### Text section
Between 2017 and 2021, the Valencian company was one of the European CATCH-U-DNA projects for the detection of circulating DNA and pieces from colon and lung cancer tumor cells obtained by liquid biopsy.

In addition to continuing experimental research on quartz crystal sensors in combination with the DNA identification system, AWS provided a sensor array system for rapid preclinical testing of these mutations. Notable future applications include the incorporation of this technology into portable equipment for "on-site" detection and analysis, thus enabling its use at the point of care or in developing countries with limited laboratory infrastructure.

In this project, the team worked in coordination with the Hellas Foundation for Research and Technology (FORTH, Greece), the University of Crete (Greece); the Curie Institute (France); Ben-Gurion University of the Negev (Israel); the German company Jobst Technologies (Germany); and the Autonomous University of Madrid (Spain).

AWS developments for the food industry are used in the search for pollutants such as pesticides and antibiotics in honey production (Instituto de Ingeniería de los Alimentos, UPV). More recently, AINIA (Spain) relied on AWSensors technology to address the identification of Listeria monocytogenes in food products.

Research centers in the United States, Germany, Portugal, France, Greece, Turkey, China, Singapore, Japan, and Colombia, among others, have AWSensors products.

== History ==

The company was created in 2009 by Antonio Arnau Vives, Professor of Electronic Engineering at the Polytechnic University of Valencia, after 25 years of research with quartz crystals. The company emerged as a research extension of the UPV, an institution that is part of its shareholders. The company was created with the idea of commercializing the technological findings of high-frequency sensors and bringing them closer to the scientific community. The company has been commercializing its products since 2012, and its human team is composed of 40% of PhDs, engineers with master's degrees, and specialists in QCM technology.

### Supplied records
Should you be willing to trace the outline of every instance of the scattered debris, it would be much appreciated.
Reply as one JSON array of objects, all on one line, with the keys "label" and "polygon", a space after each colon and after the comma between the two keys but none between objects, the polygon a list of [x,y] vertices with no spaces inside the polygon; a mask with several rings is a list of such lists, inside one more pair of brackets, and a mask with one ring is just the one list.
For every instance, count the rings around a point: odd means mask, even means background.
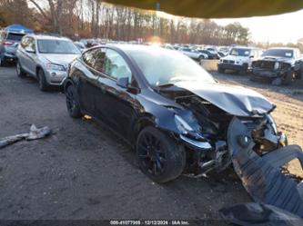
[{"label": "scattered debris", "polygon": [[228,223],[245,226],[301,226],[303,220],[288,211],[261,203],[236,204],[219,211]]},{"label": "scattered debris", "polygon": [[21,140],[33,141],[41,139],[51,134],[52,131],[48,126],[43,128],[36,128],[35,124],[32,124],[28,133],[20,133],[13,136],[7,136],[0,139],[0,149],[13,144]]},{"label": "scattered debris", "polygon": [[[274,215],[278,214],[277,211],[283,212],[283,214],[278,213],[279,216],[285,217],[280,220],[288,221],[288,217],[293,217],[292,214],[297,215],[297,218],[302,218],[303,183],[298,183],[291,177],[281,172],[281,167],[293,159],[298,159],[302,165],[303,152],[301,148],[298,145],[288,145],[269,152],[267,154],[258,155],[252,148],[254,142],[247,127],[237,118],[233,120],[228,128],[228,143],[234,169],[241,179],[243,186],[254,201],[258,203],[266,204],[266,206],[263,206],[263,209],[261,209],[273,210],[273,207],[275,207]],[[256,205],[258,204],[256,203]],[[257,208],[256,205],[249,204],[247,208],[246,208],[247,217],[258,212],[257,210],[259,208]],[[235,209],[233,209],[233,207],[224,209],[224,214],[227,216],[230,212],[235,213],[234,211]],[[289,212],[290,215],[285,212]],[[243,213],[241,217],[245,216],[245,214],[246,213]],[[271,218],[268,218],[267,221],[271,220]],[[248,224],[247,222],[250,221],[249,218],[246,219],[246,223],[241,225],[265,225],[256,224],[257,220],[252,221],[251,224]]]},{"label": "scattered debris", "polygon": [[82,120],[84,120],[84,121],[89,121],[89,120],[92,120],[92,117],[91,116],[89,116],[89,115],[87,115],[87,114],[86,114],[86,115],[84,115],[83,117],[82,117]]}]

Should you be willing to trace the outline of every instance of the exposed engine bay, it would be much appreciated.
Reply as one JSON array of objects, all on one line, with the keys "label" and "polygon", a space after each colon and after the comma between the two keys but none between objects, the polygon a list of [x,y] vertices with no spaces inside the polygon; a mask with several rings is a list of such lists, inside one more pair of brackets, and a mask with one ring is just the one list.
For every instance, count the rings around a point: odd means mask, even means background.
[{"label": "exposed engine bay", "polygon": [[[191,135],[194,139],[209,143],[206,148],[197,149],[191,145],[186,147],[185,173],[191,177],[200,177],[210,171],[221,172],[230,166],[232,160],[228,152],[228,127],[236,115],[178,87],[163,89],[161,93],[188,111],[188,114],[183,116],[187,122],[193,125],[198,124],[197,128],[196,127],[198,135],[187,133],[187,136]],[[251,116],[247,113],[243,113],[244,116],[237,116],[249,131],[255,143],[253,151],[259,156],[288,144],[287,137],[278,132],[270,115],[275,108],[276,106],[272,105],[267,113],[259,113],[258,111],[252,111]]]},{"label": "exposed engine bay", "polygon": [[[201,126],[201,133],[211,143],[208,150],[192,151],[187,170],[202,175],[211,170],[225,170],[231,163],[228,153],[227,129],[235,117],[214,104],[197,96],[177,97],[176,102],[189,109]],[[262,156],[279,147],[287,145],[286,136],[278,133],[269,113],[242,117],[241,122],[247,127],[255,145],[253,150]],[[196,168],[196,169],[195,169]]]}]

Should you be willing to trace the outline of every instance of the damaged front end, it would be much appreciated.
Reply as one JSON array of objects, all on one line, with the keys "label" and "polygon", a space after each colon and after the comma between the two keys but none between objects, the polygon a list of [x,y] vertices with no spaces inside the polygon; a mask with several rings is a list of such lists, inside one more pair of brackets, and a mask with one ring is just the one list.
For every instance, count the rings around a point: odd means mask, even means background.
[{"label": "damaged front end", "polygon": [[285,134],[278,132],[270,115],[275,106],[265,113],[234,116],[195,95],[179,96],[176,102],[193,113],[200,125],[199,141],[205,144],[195,146],[192,134],[181,136],[187,143],[189,175],[221,172],[233,163],[256,202],[281,209],[283,214],[289,212],[288,218],[303,217],[303,182],[285,171],[294,159],[303,166],[303,152],[298,145],[288,145]]},{"label": "damaged front end", "polygon": [[[301,148],[288,145],[259,154],[254,150],[256,142],[253,133],[237,117],[229,125],[227,142],[237,174],[253,200],[261,203],[262,210],[256,211],[255,208],[247,208],[247,214],[243,214],[234,207],[224,208],[221,210],[223,218],[240,225],[301,225],[298,223],[299,221],[302,222],[300,218],[303,217],[303,182],[283,172],[284,167],[294,159],[303,166]],[[264,211],[264,204],[268,211]],[[256,217],[251,220],[250,216]],[[259,217],[264,224],[258,224]],[[277,224],[272,224],[275,221]]]},{"label": "damaged front end", "polygon": [[[174,93],[175,102],[187,110],[175,110],[176,124],[181,133],[179,141],[187,148],[186,173],[200,177],[210,171],[227,169],[232,162],[228,151],[228,126],[235,116],[227,109],[223,110],[219,103],[214,104],[190,92],[168,93],[170,97]],[[242,111],[241,120],[252,134],[254,152],[260,155],[288,143],[286,136],[278,132],[270,116],[275,106],[268,109],[267,113],[252,111],[250,114],[244,113],[244,107],[238,110]],[[229,110],[237,111],[236,108]]]},{"label": "damaged front end", "polygon": [[273,84],[288,84],[293,76],[291,64],[281,60],[265,58],[252,63],[253,81],[270,82]]}]

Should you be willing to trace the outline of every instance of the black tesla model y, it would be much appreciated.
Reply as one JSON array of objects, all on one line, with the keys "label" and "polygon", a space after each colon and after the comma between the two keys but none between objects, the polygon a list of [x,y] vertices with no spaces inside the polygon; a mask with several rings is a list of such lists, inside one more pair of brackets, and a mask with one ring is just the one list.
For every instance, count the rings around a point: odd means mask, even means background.
[{"label": "black tesla model y", "polygon": [[270,116],[274,104],[254,91],[217,84],[174,50],[91,48],[71,63],[64,89],[70,116],[88,114],[108,126],[132,145],[142,172],[157,182],[230,165],[228,127],[235,118],[251,132],[258,154],[286,142]]}]

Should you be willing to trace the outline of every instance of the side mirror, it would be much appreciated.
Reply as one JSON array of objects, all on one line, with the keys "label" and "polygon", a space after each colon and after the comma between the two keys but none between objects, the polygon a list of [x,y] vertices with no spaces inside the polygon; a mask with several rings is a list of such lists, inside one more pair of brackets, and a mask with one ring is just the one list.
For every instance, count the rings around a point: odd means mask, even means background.
[{"label": "side mirror", "polygon": [[128,87],[128,77],[118,78],[118,80],[116,81],[116,85],[118,85],[122,88],[127,88]]},{"label": "side mirror", "polygon": [[28,47],[26,47],[25,50],[26,53],[29,53],[29,54],[35,54],[35,50],[33,50],[31,48],[28,48]]}]

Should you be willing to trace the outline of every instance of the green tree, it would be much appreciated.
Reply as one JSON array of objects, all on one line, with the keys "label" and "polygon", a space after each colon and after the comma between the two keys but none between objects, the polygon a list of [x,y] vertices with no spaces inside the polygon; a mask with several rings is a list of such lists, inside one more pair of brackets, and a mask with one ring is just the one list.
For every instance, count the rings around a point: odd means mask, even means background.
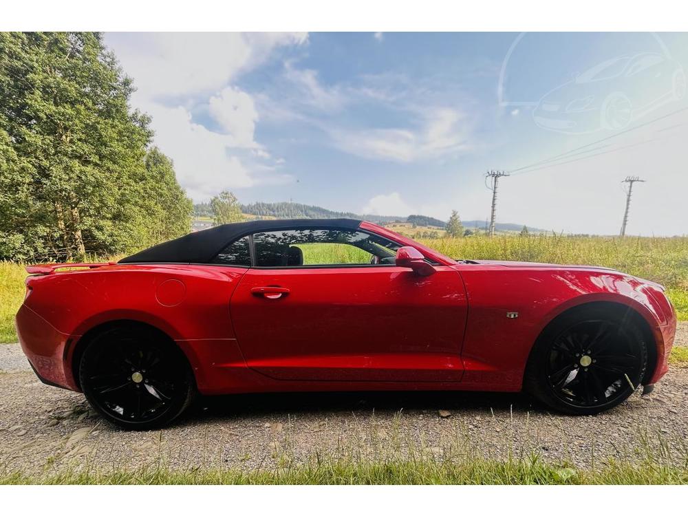
[{"label": "green tree", "polygon": [[447,223],[447,235],[449,237],[464,236],[464,226],[461,225],[461,219],[456,210],[453,210],[449,222]]},{"label": "green tree", "polygon": [[216,224],[241,222],[244,220],[241,206],[236,195],[228,190],[220,193],[211,200],[213,218]]},{"label": "green tree", "polygon": [[162,154],[133,89],[98,33],[0,33],[0,259],[121,253],[188,230],[171,164],[153,186]]}]

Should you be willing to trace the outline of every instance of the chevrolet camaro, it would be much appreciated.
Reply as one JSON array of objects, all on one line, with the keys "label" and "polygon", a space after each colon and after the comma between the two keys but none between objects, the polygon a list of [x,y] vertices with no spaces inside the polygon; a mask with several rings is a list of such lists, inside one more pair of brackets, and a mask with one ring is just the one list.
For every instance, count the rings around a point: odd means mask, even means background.
[{"label": "chevrolet camaro", "polygon": [[525,391],[593,414],[652,391],[676,330],[652,281],[455,260],[345,219],[224,224],[27,270],[16,325],[36,375],[127,429],[199,394],[285,391]]}]

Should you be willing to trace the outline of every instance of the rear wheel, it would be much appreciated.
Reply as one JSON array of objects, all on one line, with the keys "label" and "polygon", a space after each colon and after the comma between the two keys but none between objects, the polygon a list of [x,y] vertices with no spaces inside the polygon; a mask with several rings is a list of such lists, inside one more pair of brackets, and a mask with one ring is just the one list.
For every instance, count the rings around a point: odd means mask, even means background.
[{"label": "rear wheel", "polygon": [[167,424],[195,392],[181,350],[153,329],[138,327],[113,329],[94,339],[84,352],[79,378],[91,405],[127,429]]},{"label": "rear wheel", "polygon": [[643,332],[626,310],[584,308],[550,324],[533,348],[528,391],[550,407],[594,414],[621,403],[647,366]]}]

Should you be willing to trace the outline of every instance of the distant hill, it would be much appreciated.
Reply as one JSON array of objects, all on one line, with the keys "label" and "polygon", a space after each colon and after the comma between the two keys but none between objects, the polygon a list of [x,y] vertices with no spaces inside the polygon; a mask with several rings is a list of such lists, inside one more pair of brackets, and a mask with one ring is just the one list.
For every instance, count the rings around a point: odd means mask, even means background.
[{"label": "distant hill", "polygon": [[[200,203],[193,206],[196,217],[212,216],[210,203]],[[444,229],[447,222],[433,217],[422,215],[412,215],[408,217],[394,215],[358,215],[350,211],[333,211],[326,208],[311,204],[301,204],[298,202],[254,202],[241,204],[241,211],[252,217],[276,219],[359,219],[369,220],[378,224],[391,222],[407,222],[419,227],[434,227]],[[464,220],[462,222],[466,229],[485,229],[484,220]],[[523,224],[497,222],[495,224],[497,231],[520,231]],[[542,233],[544,230],[528,226],[531,233]]]},{"label": "distant hill", "polygon": [[445,221],[425,215],[409,215],[406,218],[406,222],[416,226],[432,226],[442,229],[447,226]]},{"label": "distant hill", "polygon": [[274,217],[277,219],[365,219],[371,222],[406,221],[405,217],[360,215],[350,211],[332,211],[319,206],[298,202],[254,202],[241,204],[241,211],[256,217]]}]

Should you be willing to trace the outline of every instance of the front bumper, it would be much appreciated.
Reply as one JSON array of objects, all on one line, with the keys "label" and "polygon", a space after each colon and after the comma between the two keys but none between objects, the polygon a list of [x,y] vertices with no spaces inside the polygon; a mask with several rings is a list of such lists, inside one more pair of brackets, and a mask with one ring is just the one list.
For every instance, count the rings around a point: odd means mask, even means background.
[{"label": "front bumper", "polygon": [[654,330],[655,341],[659,344],[657,346],[657,364],[654,372],[645,385],[655,384],[669,371],[669,356],[674,347],[674,339],[676,334],[676,319],[674,315],[669,324],[658,326]]},{"label": "front bumper", "polygon": [[69,336],[58,332],[25,305],[17,313],[14,325],[21,349],[41,381],[79,390],[67,359]]}]

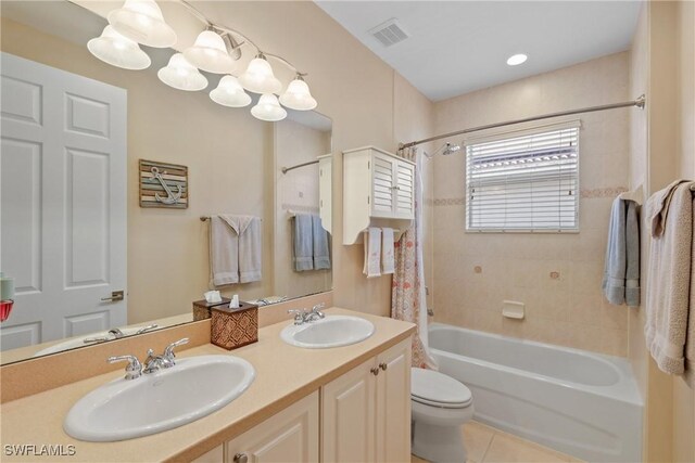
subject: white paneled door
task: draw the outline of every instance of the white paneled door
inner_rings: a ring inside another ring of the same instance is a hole
[[[126,91],[0,60],[0,270],[16,286],[2,350],[122,326]]]

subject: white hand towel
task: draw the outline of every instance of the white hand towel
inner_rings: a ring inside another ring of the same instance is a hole
[[[647,262],[646,323],[647,348],[660,370],[683,374],[686,364],[688,317],[693,280],[693,194],[692,183],[672,183],[647,202],[647,219],[653,239]],[[695,352],[690,352],[695,355]],[[688,358],[688,364],[695,359]],[[686,376],[693,380],[692,374]]]
[[[292,260],[294,271],[303,272],[314,269],[314,243],[312,232],[312,216],[298,214],[294,216],[292,228]]]
[[[214,286],[239,283],[239,235],[219,216],[210,218],[210,270]]]
[[[250,283],[261,281],[263,235],[261,219],[253,216],[219,215],[237,237],[237,281],[230,283]],[[233,259],[233,256],[231,257]],[[229,283],[222,283],[229,284]]]
[[[321,226],[321,218],[312,215],[312,236],[314,241],[314,270],[330,269],[328,232]]]
[[[393,257],[393,229],[381,229],[381,273],[384,275],[395,273],[395,260]]]
[[[365,231],[365,268],[367,278],[381,276],[381,230],[369,227]]]

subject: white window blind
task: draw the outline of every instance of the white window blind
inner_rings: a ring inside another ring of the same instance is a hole
[[[579,125],[466,145],[466,230],[579,230]]]

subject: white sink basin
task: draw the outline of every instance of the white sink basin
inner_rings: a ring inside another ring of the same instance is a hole
[[[63,428],[110,442],[173,429],[219,410],[253,383],[255,370],[231,356],[199,356],[136,380],[118,378],[79,399]]]
[[[287,344],[308,349],[357,344],[374,334],[374,324],[359,317],[326,316],[321,320],[301,325],[291,324],[280,332]]]

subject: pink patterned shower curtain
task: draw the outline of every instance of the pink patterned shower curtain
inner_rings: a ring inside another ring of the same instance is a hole
[[[422,156],[415,157],[415,220],[395,243],[395,273],[391,291],[391,318],[415,323],[413,366],[435,369],[437,362],[427,351],[427,301],[422,261]]]

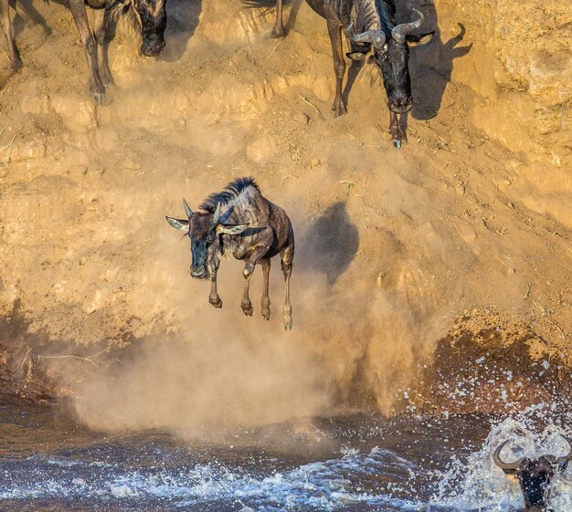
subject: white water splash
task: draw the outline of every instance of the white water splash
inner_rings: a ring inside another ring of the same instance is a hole
[[[523,510],[524,500],[516,478],[507,477],[493,461],[494,450],[506,440],[504,460],[537,457],[542,455],[565,455],[570,449],[562,435],[567,432],[552,421],[553,408],[540,403],[515,417],[508,417],[491,429],[482,448],[469,456],[466,463],[456,459],[441,476],[433,505],[452,507],[455,510],[507,512]],[[543,430],[538,423],[544,423]],[[553,479],[550,506],[554,512],[572,510],[572,465]]]

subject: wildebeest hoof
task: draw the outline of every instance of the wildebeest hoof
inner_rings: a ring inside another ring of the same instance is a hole
[[[91,93],[91,98],[93,98],[93,99],[95,100],[96,103],[99,103],[101,105],[101,103],[103,103],[103,99],[105,99],[105,93],[103,93],[103,92],[92,92]]]
[[[22,59],[18,57],[17,58],[14,59],[11,66],[12,66],[12,69],[14,69],[15,71],[17,71],[18,69],[21,69],[24,67],[24,63],[22,62]]]
[[[272,39],[278,39],[279,37],[283,37],[286,35],[284,32],[283,26],[274,27],[272,28],[272,32],[270,32],[270,37]]]
[[[344,105],[343,101],[340,101],[339,103],[334,101],[334,105],[332,105],[332,110],[334,110],[334,115],[336,118],[343,116],[347,112],[347,109],[345,108],[345,105]]]

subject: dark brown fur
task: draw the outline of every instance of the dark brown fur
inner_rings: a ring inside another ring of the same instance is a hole
[[[254,267],[257,264],[262,267],[261,312],[264,319],[270,319],[270,258],[280,255],[286,281],[284,328],[291,329],[290,277],[294,259],[294,232],[284,210],[262,196],[252,178],[239,178],[228,183],[221,193],[207,197],[198,212],[192,212],[185,200],[184,204],[187,220],[166,219],[173,227],[187,232],[193,257],[191,276],[210,278],[208,301],[215,308],[222,308],[217,291],[217,272],[221,256],[230,254],[245,262],[244,294],[240,303],[245,315],[251,316],[253,311],[249,287]]]
[[[86,4],[94,10],[93,32],[90,27]],[[69,10],[83,46],[90,71],[90,90],[94,99],[101,102],[105,87],[113,84],[108,59],[110,37],[107,24],[111,17],[131,4],[141,21],[143,44],[141,52],[152,57],[158,55],[164,46],[164,33],[166,26],[166,0],[69,0]],[[8,43],[12,68],[22,67],[10,23],[8,0],[0,0],[0,24]]]
[[[501,459],[501,450],[508,442],[504,441],[495,450],[494,463],[506,475],[518,478],[524,498],[524,512],[548,512],[551,481],[557,473],[566,471],[572,457],[572,446],[570,453],[564,457],[548,455],[535,459],[522,457],[513,463],[506,463]]]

### What to work on
Copy the AWSensors text again, starting with "In addition to" and going on through "of Madrid (Spain).", but swap in "handheld devices" wherever "portable equipment" appears.

### Task output
In addition to continuing experimental research on quartz crystal sensors in combination with the DNA identification system, AWS provided a sensor array system for rapid preclinical testing of these mutations. Notable future applications include the incorporation of this technology into handheld devices for "on-site" detection and analysis, thus enabling its use at the point of care or in developing countries with limited laboratory infrastructure.

In this project, the team worked in coordination with the Hellas Foundation for Research and Technology (FORTH, Greece), the University of Crete (Greece); the Curie Institute (France); Ben-Gurion University of the Negev (Israel); the German company Jobst Technologies (Germany); and the Autonomous University of Madrid (Spain).